→ Dataset entries:
• • • •

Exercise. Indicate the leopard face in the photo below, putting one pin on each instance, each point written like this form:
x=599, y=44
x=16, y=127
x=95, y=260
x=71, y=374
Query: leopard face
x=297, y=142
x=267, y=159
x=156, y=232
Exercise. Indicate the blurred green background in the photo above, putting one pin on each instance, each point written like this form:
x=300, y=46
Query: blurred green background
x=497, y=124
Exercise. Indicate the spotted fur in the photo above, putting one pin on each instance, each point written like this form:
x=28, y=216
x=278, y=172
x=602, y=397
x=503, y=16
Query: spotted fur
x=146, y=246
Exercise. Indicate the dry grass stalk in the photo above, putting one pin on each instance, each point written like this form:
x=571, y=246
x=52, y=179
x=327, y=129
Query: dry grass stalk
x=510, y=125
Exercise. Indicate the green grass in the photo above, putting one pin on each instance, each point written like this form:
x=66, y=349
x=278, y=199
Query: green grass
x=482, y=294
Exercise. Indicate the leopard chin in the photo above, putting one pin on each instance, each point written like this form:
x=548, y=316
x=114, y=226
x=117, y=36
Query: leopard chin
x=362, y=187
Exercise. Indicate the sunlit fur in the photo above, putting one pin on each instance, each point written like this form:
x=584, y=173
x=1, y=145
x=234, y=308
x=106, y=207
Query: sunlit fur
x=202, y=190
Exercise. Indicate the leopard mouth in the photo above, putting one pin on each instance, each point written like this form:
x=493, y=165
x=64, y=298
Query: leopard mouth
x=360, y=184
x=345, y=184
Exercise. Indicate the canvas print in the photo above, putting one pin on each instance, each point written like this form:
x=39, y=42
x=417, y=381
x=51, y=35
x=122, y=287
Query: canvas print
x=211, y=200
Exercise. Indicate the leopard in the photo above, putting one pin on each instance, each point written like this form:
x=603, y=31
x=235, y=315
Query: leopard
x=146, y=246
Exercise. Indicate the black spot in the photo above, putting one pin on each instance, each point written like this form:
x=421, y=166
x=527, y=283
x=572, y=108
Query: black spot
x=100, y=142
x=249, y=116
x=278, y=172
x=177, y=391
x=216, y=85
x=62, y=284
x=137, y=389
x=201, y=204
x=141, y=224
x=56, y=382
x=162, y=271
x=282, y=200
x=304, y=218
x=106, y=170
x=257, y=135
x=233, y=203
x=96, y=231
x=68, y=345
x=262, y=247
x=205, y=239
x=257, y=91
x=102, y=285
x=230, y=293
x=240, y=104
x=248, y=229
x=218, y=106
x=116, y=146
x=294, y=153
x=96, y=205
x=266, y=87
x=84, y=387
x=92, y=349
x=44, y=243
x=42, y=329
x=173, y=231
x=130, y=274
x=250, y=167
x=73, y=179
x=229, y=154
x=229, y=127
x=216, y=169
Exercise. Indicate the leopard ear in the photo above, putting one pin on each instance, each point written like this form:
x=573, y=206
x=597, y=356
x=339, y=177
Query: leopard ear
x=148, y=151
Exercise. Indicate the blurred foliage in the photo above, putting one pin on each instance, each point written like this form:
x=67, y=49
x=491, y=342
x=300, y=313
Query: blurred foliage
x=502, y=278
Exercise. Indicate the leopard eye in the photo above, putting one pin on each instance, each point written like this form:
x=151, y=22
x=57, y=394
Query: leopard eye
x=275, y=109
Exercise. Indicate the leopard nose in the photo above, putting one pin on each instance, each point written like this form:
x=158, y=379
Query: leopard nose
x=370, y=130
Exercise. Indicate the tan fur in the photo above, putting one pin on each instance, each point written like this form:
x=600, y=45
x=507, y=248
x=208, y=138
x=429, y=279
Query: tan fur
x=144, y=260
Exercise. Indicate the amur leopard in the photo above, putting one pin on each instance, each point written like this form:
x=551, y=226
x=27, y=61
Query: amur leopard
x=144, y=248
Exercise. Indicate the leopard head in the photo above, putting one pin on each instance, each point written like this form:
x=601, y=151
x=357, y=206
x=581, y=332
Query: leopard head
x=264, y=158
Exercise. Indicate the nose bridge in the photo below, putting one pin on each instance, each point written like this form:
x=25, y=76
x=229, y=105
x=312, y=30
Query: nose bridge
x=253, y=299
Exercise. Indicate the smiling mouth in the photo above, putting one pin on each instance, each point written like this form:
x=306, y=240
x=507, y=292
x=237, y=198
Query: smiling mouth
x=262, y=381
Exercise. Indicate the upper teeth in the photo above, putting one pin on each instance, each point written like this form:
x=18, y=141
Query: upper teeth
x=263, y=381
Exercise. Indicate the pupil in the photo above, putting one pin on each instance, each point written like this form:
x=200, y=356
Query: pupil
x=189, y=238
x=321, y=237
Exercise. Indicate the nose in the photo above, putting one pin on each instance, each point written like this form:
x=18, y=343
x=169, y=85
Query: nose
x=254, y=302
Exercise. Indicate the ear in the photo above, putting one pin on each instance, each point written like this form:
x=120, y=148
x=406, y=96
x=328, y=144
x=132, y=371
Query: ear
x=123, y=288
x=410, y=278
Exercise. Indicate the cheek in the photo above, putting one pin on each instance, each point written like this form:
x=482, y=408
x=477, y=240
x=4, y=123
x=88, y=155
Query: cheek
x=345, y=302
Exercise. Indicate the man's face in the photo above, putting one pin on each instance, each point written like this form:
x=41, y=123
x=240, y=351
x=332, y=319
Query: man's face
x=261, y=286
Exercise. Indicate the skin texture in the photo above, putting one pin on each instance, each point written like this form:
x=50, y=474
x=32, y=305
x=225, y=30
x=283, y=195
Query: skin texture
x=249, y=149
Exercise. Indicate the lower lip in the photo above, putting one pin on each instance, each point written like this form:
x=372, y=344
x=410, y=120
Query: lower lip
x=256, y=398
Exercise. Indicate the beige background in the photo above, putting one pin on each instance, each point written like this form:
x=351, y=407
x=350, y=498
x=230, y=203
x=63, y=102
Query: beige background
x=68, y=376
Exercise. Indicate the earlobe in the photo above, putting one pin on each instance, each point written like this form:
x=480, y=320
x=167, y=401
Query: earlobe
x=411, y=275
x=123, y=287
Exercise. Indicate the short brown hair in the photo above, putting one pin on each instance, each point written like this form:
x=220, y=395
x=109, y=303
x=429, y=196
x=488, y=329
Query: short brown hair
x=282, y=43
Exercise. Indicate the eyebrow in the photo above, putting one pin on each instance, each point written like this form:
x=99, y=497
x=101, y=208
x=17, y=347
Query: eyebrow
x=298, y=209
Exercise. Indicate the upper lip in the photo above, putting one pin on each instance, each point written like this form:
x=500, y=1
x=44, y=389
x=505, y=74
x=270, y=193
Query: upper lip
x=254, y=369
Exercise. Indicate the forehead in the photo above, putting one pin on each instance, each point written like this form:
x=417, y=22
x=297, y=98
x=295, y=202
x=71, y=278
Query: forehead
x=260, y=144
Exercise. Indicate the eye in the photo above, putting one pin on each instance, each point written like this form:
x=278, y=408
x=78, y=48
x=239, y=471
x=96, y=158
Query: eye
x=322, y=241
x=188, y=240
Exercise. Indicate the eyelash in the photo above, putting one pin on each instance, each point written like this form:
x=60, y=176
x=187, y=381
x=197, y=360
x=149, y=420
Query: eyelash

• • • •

→ WORK TASK:
Return all of the data word for word.

→ SOLUTION TO THE EXERCISE:
Exercise. Indicate the leopard face in the photo below, putting one pin on each instance, each point written like this form:
x=599, y=44
x=16, y=127
x=95, y=260
x=71, y=374
Query: leopard face
x=297, y=142
x=267, y=159
x=156, y=232
Exercise. Indicate the blurred green background in the photo above, putting one pin on each instance, each point written like this form:
x=300, y=46
Query: blurred green background
x=497, y=124
Exercise. Indicate the spotted fur in the photo above, putting one pin on each instance, each point written like this form:
x=28, y=216
x=278, y=172
x=602, y=397
x=503, y=16
Query: spotted fur
x=146, y=246
Exercise. Indicate the dry grass stalk in the photo above, putting one pin on each instance, each point written like this form:
x=571, y=246
x=52, y=179
x=327, y=129
Query: dry grass stalk
x=510, y=125
Exercise. Indicate the green grass in the photo above, putting one pin on each instance, each point written like this form:
x=66, y=349
x=278, y=199
Query: green grass
x=482, y=294
Exercise. Indicate the leopard chin in the photo above, putting one pin on each instance, each point written like this form:
x=548, y=316
x=114, y=226
x=117, y=36
Query: leopard chin
x=362, y=187
Exercise. Indicate the sunlit fur in the photo above, putting one pin on each instance, each point written like this form:
x=584, y=173
x=1, y=145
x=234, y=308
x=106, y=207
Query: sunlit fur
x=202, y=190
Exercise. Indicate the leopard mouth in the photo above, putting one pin on each instance, each point written like this form:
x=493, y=165
x=64, y=298
Query: leopard mouth
x=360, y=184
x=345, y=184
Exercise. Indicate the canvas print in the photo above, putting one pin on each instance, each point written like this form:
x=39, y=42
x=417, y=381
x=51, y=35
x=122, y=287
Query: canvas print
x=211, y=200
Exercise. Indicate the leopard in the photo above, putting one pin on each instance, each point written like this form:
x=603, y=31
x=235, y=315
Query: leopard
x=146, y=246
Exercise. Indicate the black spot in the photo above, putting one pin on each instance, each point written like this form:
x=421, y=166
x=527, y=283
x=572, y=108
Query: black spot
x=100, y=142
x=249, y=116
x=278, y=172
x=177, y=391
x=216, y=85
x=62, y=284
x=137, y=389
x=201, y=204
x=141, y=224
x=56, y=382
x=162, y=271
x=282, y=200
x=304, y=218
x=106, y=170
x=257, y=135
x=233, y=203
x=96, y=231
x=68, y=345
x=262, y=247
x=205, y=239
x=257, y=91
x=102, y=285
x=230, y=293
x=240, y=104
x=248, y=229
x=218, y=106
x=116, y=146
x=294, y=153
x=96, y=205
x=266, y=87
x=84, y=387
x=92, y=349
x=44, y=243
x=42, y=329
x=173, y=231
x=130, y=274
x=250, y=167
x=73, y=179
x=229, y=154
x=229, y=127
x=216, y=169
Exercise. Indicate the leopard ear in the photo above, putting one pin on each instance, each point written like this form:
x=573, y=206
x=597, y=356
x=339, y=177
Query: leopard ear
x=148, y=151
Exercise. Indicate the blurred foliage in the photo above, putting one pin on each instance, each point written like this form:
x=67, y=49
x=491, y=342
x=300, y=313
Query: blurred foliage
x=502, y=278
Exercise. Indicate the leopard eye in the photo above, putting one pin on each instance, each point written like this form:
x=151, y=22
x=57, y=394
Query: leopard eye
x=275, y=109
Exercise. Indicate the leopard nose in the photo above, putting one pin on each instance, each point written like this form:
x=158, y=379
Query: leopard nose
x=370, y=130
Exercise. Indicate the tan fur in the photo above, putting one pin on each instance, each point written like this form:
x=600, y=45
x=507, y=248
x=208, y=138
x=429, y=279
Query: tan fur
x=144, y=260
Exercise. Indicate the amur leopard in the photo above, putting one pin on each instance, each point written like this form:
x=551, y=226
x=27, y=61
Query: amur leopard
x=144, y=248
Exercise. Indicate the leopard head in the photo above, putting one pin on each instance, each point written like this form:
x=601, y=151
x=357, y=206
x=581, y=332
Query: leopard head
x=264, y=158
Exercise. Indicate the nose bridge in the photo below, putting one pin on each instance, each point written like this form:
x=25, y=76
x=229, y=105
x=312, y=30
Query: nose bridge
x=253, y=299
Exercise. Indicate the smiling mouth in the photo above, putting one pin on each instance, each point written like this form:
x=306, y=240
x=507, y=292
x=237, y=198
Query: smiling mouth
x=262, y=381
Exercise. Indicate the upper teeth in the photo above, putting one pin on each instance, each point written like this form:
x=18, y=141
Query: upper teeth
x=263, y=381
Exercise. Indicate the pupil in the photo above, putting one pin on each instance, each point written like this form:
x=200, y=356
Query: pupil
x=189, y=238
x=321, y=237
Exercise. Indicate the nose in the photo above, putting one pin on each instance, each point written like this form:
x=18, y=343
x=169, y=85
Query: nose
x=254, y=302
Exercise. Indicate the ear in the photo above, putting one pin on each instance, each point written like this form:
x=120, y=148
x=406, y=96
x=328, y=144
x=132, y=371
Query: ear
x=123, y=288
x=410, y=278
Exercise. Indicate the cheek in the photo above, putting one pin on each instance, each point written like this form:
x=482, y=408
x=477, y=240
x=4, y=123
x=88, y=155
Query: cheek
x=345, y=302
Exercise. Indicate the man's face in the photo above, putting one pin on each instance, each point written like this form:
x=41, y=123
x=240, y=351
x=332, y=319
Query: man's face
x=261, y=286
Exercise. Indicate the skin texture in the photo above, putting one pin on each instance, each point written like this form:
x=50, y=474
x=32, y=305
x=225, y=30
x=283, y=195
Query: skin texture
x=249, y=149
Exercise. Indicate the lower lip in the photo above, putting one pin on each instance, each point written like this form:
x=372, y=344
x=410, y=120
Query: lower lip
x=256, y=398
Exercise. Indicate the beige background in the photo above, putting one pin on each instance, each point written like this form:
x=351, y=407
x=350, y=498
x=230, y=203
x=63, y=102
Query: beige background
x=68, y=376
Exercise. Indicate the earlobe in the photo above, putting one pin on each instance, each point written like this form:
x=480, y=320
x=167, y=401
Query: earlobe
x=411, y=275
x=123, y=287
Exercise. Indicate the short brown hair in the photo above, putting one pin on each instance, each point written like this form:
x=220, y=395
x=109, y=303
x=429, y=196
x=488, y=329
Query: short brown hair
x=282, y=43
Exercise. Indicate the eyebrow in the photo above, putting one pin on each instance, each point written like this form:
x=99, y=497
x=101, y=208
x=17, y=347
Query: eyebrow
x=298, y=209
Exercise. Indicate the upper lip in the photo above, putting one pin on each instance, each point written like this form:
x=500, y=1
x=44, y=389
x=505, y=74
x=270, y=193
Query: upper lip
x=254, y=369
Exercise. Indicate the forehead in the photo above, putting one pin on each instance, each point written like this form:
x=417, y=22
x=297, y=98
x=295, y=202
x=71, y=278
Query: forehead
x=260, y=144
Exercise. Indicate the eye in the photo above, putting one pin on each instance, each point written like this form:
x=278, y=408
x=78, y=48
x=239, y=471
x=96, y=158
Query: eye
x=322, y=241
x=188, y=240
Exercise. Indicate the eyelash in the photo above, putting one pin on each instance, each point written like this form:
x=60, y=176
x=187, y=381
x=197, y=360
x=149, y=420
Query: eyelash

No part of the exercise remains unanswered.